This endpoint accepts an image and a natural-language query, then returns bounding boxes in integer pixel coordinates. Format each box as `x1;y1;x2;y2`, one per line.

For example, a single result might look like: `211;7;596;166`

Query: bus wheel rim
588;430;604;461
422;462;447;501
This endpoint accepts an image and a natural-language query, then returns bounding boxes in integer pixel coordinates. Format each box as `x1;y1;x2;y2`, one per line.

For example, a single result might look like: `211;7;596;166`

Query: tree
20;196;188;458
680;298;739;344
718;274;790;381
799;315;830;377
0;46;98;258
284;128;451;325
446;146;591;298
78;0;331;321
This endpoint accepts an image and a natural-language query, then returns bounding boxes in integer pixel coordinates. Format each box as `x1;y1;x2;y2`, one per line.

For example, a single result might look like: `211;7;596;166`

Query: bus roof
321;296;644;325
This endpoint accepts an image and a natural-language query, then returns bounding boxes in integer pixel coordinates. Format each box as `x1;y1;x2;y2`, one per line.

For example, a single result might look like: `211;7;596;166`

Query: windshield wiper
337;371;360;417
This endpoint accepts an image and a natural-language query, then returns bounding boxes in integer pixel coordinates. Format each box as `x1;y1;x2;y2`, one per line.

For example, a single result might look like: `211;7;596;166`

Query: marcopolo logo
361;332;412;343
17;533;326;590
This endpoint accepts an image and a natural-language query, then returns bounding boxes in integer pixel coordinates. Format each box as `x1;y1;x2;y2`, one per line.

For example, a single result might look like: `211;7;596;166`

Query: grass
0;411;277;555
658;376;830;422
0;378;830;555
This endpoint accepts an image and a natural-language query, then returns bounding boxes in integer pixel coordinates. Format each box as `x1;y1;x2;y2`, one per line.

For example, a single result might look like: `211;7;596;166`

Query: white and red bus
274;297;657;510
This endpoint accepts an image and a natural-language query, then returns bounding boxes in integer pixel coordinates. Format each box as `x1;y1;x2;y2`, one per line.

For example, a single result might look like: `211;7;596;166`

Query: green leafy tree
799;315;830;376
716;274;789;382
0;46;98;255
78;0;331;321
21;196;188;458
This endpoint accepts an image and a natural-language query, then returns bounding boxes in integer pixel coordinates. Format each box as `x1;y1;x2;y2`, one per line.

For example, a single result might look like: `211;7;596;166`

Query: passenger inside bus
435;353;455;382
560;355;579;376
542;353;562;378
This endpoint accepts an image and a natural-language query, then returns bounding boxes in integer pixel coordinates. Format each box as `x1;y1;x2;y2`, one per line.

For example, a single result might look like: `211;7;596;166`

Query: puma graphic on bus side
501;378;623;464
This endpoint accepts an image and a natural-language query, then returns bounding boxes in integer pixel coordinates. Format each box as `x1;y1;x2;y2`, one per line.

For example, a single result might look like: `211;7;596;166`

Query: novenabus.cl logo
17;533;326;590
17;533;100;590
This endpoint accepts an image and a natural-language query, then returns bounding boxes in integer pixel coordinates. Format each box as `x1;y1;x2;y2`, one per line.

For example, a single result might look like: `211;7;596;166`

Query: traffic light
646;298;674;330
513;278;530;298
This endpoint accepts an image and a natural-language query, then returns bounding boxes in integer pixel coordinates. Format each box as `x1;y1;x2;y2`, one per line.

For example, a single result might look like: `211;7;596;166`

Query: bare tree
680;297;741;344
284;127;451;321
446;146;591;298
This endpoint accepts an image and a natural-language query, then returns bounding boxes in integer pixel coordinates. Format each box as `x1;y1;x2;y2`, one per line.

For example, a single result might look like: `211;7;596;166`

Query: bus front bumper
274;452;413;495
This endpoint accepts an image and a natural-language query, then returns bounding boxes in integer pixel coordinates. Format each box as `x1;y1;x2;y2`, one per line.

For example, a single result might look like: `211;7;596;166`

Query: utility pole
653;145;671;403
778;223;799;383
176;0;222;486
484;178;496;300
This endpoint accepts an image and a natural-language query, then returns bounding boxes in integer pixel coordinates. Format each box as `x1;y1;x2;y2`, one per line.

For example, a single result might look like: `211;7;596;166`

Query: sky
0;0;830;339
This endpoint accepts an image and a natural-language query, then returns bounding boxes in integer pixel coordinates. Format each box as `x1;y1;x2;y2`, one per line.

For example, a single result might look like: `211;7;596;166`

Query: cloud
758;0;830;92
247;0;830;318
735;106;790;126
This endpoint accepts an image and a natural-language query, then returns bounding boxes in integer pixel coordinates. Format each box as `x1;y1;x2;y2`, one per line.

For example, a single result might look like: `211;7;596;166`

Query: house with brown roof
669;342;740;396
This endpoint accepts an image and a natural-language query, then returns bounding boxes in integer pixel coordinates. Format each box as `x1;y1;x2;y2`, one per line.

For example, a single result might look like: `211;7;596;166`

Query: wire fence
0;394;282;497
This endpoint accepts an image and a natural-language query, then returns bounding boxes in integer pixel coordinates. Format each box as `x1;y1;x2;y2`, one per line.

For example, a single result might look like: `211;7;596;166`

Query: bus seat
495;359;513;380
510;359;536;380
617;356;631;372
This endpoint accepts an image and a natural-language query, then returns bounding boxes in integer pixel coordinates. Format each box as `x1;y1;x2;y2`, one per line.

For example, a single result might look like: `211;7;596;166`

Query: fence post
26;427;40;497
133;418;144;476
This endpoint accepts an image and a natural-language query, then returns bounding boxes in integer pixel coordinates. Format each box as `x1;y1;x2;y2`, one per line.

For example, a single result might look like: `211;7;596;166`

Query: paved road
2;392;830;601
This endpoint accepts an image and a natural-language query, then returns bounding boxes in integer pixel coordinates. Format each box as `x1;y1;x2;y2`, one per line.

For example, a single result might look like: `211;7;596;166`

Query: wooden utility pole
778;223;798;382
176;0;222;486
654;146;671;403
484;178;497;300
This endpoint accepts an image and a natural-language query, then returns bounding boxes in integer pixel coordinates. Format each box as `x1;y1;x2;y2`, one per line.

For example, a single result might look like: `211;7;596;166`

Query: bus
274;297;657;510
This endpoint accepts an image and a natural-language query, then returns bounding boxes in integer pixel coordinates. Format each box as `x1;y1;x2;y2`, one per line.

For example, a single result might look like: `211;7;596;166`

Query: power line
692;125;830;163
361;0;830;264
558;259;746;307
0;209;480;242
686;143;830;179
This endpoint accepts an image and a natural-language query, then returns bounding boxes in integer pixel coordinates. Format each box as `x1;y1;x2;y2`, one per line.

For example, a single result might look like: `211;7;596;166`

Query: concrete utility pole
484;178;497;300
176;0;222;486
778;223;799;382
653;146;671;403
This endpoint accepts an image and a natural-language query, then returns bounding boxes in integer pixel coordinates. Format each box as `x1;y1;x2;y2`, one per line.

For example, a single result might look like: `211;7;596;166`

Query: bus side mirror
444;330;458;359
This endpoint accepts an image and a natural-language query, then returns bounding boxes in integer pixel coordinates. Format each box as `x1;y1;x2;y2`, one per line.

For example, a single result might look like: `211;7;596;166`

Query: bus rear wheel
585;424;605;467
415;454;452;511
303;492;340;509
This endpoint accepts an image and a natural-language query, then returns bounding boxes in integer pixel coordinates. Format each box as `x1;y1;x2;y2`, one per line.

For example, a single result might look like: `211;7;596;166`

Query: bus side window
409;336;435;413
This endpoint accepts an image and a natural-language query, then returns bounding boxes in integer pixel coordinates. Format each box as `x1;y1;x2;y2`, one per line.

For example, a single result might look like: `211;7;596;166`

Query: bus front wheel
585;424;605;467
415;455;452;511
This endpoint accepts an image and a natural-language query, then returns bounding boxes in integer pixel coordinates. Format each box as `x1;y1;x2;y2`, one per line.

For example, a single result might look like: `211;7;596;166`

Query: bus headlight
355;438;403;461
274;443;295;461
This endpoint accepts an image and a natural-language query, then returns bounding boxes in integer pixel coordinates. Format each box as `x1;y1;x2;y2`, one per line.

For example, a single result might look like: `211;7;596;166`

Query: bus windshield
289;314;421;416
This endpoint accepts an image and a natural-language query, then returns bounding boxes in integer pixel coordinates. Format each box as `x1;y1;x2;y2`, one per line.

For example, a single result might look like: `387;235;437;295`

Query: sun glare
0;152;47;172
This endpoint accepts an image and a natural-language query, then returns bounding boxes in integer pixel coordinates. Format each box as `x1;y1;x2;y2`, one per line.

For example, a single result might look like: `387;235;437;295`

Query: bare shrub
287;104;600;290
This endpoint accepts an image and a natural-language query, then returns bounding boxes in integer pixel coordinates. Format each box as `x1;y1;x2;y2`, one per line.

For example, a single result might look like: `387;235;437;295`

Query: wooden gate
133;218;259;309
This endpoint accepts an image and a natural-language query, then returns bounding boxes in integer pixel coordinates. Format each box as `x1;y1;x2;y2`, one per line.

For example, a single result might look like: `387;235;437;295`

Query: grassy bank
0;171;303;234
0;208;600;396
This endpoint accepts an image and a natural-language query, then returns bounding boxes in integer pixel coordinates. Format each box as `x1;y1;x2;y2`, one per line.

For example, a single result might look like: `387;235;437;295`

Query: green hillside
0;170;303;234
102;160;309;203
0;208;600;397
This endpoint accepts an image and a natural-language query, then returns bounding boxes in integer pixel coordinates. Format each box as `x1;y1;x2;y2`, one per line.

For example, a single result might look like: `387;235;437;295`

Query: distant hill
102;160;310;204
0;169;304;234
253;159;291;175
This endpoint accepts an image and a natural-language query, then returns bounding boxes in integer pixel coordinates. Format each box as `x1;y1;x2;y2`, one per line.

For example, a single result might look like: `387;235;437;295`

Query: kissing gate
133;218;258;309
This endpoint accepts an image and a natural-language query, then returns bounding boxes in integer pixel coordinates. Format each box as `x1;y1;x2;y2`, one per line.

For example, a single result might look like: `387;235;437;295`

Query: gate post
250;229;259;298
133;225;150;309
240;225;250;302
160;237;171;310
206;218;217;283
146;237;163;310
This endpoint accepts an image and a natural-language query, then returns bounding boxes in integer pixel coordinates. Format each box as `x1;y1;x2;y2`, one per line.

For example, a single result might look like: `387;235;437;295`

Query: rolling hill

* _THE EXERCISE_
Count the lines in the items above that contain the string "green", matching case exactly, and give only the number.

* _CORRECT RESPONSE_
2